Study material:
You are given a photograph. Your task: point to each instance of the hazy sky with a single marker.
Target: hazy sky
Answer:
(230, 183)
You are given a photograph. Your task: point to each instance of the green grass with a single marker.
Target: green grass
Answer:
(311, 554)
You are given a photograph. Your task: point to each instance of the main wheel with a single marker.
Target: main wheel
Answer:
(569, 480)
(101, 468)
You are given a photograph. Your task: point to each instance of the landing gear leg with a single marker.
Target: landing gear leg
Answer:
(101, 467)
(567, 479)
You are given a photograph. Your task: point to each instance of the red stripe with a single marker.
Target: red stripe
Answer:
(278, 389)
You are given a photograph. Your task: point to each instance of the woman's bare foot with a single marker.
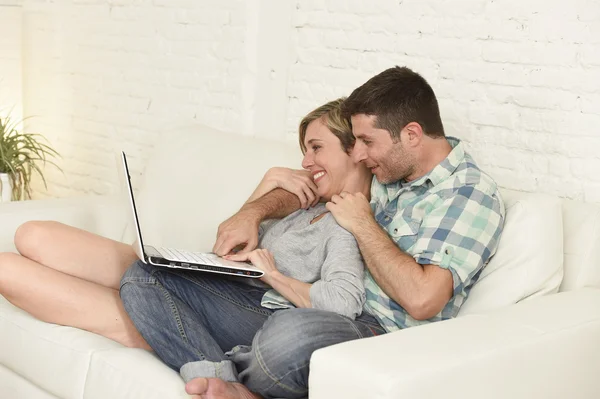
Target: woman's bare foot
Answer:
(214, 388)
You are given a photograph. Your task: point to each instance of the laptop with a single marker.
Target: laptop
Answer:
(181, 259)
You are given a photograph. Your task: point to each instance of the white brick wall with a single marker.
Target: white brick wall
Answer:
(11, 93)
(519, 81)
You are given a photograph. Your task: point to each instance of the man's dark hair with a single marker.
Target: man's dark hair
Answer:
(397, 96)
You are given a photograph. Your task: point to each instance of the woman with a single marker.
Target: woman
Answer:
(192, 320)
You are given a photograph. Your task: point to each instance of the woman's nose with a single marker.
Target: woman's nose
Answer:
(307, 161)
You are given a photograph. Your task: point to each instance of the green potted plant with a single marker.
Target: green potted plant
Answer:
(19, 156)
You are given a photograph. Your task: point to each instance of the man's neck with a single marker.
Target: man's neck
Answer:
(435, 151)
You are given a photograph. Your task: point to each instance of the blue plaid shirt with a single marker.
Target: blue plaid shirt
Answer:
(452, 217)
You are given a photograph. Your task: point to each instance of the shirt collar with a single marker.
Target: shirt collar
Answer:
(445, 168)
(437, 175)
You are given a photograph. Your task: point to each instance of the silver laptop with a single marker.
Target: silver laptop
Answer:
(180, 259)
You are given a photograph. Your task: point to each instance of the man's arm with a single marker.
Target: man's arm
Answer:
(242, 228)
(422, 291)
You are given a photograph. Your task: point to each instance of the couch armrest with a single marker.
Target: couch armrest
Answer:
(102, 215)
(544, 348)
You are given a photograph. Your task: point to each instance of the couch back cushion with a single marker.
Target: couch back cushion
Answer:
(582, 245)
(197, 178)
(529, 259)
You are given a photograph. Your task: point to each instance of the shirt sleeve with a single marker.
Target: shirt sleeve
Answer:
(461, 234)
(341, 287)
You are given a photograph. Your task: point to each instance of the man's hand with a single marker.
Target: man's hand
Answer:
(261, 258)
(239, 230)
(298, 182)
(349, 210)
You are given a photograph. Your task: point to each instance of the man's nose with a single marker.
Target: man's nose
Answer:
(359, 154)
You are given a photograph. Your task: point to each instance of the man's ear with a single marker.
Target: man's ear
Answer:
(412, 134)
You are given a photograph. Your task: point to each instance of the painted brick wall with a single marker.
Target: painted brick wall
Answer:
(11, 91)
(518, 81)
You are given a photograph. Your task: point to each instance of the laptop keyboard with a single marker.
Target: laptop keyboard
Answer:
(186, 256)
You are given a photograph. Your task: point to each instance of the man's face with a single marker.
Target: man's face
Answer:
(388, 159)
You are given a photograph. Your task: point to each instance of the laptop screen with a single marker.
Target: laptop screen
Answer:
(139, 244)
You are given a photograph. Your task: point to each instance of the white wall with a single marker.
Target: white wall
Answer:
(519, 81)
(11, 90)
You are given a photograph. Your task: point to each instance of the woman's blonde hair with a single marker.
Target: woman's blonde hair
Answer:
(331, 116)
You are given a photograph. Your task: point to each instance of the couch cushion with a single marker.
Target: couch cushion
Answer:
(199, 177)
(55, 358)
(582, 245)
(529, 259)
(131, 374)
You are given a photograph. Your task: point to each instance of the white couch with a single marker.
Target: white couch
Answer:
(545, 346)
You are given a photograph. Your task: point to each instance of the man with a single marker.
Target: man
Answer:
(433, 222)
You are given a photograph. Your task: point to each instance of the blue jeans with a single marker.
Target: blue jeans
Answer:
(203, 325)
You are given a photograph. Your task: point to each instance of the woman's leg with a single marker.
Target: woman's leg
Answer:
(59, 298)
(192, 318)
(69, 276)
(75, 252)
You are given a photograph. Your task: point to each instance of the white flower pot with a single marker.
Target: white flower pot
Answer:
(5, 187)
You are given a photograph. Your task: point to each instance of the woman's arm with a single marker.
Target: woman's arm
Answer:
(293, 290)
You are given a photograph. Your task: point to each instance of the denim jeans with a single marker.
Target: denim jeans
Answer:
(204, 325)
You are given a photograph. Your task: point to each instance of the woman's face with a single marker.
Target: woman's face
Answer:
(332, 169)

What is expected: Among the lines of the listing above, count those that hold the string "shirt", giving the count alone.

Written reply: 6